- [Supplied records]:
◇ ◇ ◇ ◇
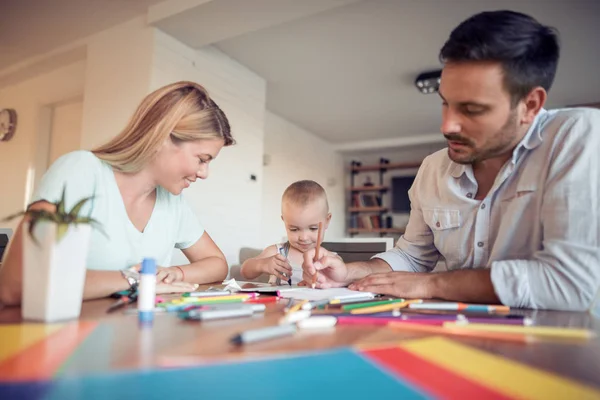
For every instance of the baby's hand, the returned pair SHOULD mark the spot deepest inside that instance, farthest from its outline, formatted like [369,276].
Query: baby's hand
[277,265]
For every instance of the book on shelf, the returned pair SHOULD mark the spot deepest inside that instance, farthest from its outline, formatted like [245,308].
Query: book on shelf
[361,200]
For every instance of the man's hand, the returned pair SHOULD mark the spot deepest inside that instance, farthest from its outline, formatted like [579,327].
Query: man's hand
[407,285]
[175,287]
[331,268]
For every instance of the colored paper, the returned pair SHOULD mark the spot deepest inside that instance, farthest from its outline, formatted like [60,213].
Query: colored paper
[506,376]
[18,337]
[43,358]
[338,374]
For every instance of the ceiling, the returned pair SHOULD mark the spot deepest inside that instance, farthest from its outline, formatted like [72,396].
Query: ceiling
[32,27]
[342,69]
[347,74]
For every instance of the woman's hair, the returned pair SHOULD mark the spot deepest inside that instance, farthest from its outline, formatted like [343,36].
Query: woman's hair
[181,111]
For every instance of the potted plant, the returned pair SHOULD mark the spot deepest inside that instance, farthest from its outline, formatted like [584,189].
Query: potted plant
[55,248]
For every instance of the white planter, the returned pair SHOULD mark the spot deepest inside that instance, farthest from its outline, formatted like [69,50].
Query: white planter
[54,272]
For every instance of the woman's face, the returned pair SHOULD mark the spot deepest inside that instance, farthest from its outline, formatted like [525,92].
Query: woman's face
[178,165]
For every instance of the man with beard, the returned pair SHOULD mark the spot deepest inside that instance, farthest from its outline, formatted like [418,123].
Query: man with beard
[513,204]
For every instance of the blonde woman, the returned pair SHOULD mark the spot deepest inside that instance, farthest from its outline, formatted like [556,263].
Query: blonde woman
[136,180]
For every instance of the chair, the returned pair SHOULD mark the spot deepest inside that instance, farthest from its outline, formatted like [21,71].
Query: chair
[358,249]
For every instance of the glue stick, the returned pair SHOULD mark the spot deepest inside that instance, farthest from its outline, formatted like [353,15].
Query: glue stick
[147,290]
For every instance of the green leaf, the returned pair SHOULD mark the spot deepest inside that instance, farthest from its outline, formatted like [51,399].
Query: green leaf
[13,216]
[60,207]
[77,207]
[61,231]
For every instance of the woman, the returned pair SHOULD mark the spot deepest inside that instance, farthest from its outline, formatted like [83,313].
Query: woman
[136,180]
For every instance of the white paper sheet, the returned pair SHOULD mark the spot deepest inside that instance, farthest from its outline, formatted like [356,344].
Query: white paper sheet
[324,294]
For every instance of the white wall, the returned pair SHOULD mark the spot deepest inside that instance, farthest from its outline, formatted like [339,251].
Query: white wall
[31,99]
[228,203]
[293,154]
[65,134]
[118,74]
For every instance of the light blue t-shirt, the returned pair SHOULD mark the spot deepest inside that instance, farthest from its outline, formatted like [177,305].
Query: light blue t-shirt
◇ ◇ ◇ ◇
- [Action item]:
With the line holding "For every instance of the chair, the" as the first and the line holding "For every instance of the white wall, the" as the last, set down that range of the entries above exactly, and nothing else.

- [Exercise output]:
For every instance of the chair, the returned pair SHOULD mark the spot deepest inside that instance, farthest from its outline, formatted like [21,71].
Query: chair
[358,249]
For every instance of the glue stick, the returned pair SHOULD mark the spot deepest inside that instance, farthest from its outline, formatted like [353,15].
Query: glue stick
[147,290]
For every instance of the green leaf, the returned pair SHOULD mark the spot deepest inside that instance, farthest from its outline, formatted like [51,399].
Query: green leaf
[13,216]
[60,207]
[77,207]
[61,231]
For every instance of the woman, the returned pair SHOULD mark the spot deepest inside that instance, farthest from its outline, formatted like [83,313].
Query: woman
[136,180]
For every instance of the white paper sheet, the returned pair SHOULD mark the spot deepest inside that instance, farthest from its outline, formatted like [356,344].
Query: white paper sheet
[324,294]
For every instance of the white wall, the returned pair SHOULD mark the spot deepest inside that instance, farthest from its outline, formatted like [339,251].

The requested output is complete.